Collection entries

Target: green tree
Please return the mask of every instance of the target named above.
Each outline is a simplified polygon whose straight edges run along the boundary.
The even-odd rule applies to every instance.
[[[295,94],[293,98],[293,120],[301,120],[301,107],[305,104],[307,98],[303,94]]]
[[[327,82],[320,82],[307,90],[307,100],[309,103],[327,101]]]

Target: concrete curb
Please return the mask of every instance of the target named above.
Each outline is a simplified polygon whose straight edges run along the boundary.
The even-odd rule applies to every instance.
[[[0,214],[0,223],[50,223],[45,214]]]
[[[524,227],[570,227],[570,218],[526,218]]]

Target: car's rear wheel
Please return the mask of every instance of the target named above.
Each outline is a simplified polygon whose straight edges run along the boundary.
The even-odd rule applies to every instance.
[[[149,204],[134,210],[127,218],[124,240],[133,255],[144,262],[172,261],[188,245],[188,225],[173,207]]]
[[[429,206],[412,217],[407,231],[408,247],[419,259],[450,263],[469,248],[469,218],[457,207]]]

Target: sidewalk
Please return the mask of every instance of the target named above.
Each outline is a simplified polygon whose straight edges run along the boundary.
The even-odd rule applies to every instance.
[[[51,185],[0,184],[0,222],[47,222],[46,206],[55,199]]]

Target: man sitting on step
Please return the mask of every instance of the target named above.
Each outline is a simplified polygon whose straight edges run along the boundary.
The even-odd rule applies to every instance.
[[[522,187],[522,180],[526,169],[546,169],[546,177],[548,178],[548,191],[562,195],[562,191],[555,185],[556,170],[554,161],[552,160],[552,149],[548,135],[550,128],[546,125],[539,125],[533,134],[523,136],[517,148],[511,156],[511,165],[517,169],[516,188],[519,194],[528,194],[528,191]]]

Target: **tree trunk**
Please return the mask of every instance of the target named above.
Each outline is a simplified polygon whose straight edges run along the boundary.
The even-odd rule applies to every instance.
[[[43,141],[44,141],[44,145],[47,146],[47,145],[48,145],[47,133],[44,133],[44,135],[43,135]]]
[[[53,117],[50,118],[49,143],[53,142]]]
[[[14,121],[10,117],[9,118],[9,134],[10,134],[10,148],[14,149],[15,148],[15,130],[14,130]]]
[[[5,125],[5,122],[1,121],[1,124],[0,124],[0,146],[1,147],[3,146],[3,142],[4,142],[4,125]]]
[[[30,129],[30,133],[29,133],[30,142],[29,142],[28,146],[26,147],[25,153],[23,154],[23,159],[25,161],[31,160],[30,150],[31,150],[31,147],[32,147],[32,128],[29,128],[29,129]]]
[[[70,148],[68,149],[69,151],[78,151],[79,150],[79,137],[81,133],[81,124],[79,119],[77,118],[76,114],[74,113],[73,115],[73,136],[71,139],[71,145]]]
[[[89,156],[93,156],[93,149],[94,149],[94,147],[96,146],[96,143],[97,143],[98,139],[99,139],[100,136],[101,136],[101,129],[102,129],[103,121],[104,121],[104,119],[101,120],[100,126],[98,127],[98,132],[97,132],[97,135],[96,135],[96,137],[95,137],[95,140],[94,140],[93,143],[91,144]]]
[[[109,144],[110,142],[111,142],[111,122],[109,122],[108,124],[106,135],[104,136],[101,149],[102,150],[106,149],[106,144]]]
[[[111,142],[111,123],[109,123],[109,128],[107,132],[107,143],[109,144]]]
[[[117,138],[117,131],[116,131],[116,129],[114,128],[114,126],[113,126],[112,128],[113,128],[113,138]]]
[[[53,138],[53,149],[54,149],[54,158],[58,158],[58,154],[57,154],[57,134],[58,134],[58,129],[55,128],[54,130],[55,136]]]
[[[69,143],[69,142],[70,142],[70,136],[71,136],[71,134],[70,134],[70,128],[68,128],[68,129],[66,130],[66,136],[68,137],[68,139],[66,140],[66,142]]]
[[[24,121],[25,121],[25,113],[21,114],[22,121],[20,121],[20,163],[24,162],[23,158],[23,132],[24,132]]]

--- Problem to work on ---
Exactly one number is the expected answer: the count of lines in the entries where the word "tree" is found.

--- Answer box ---
2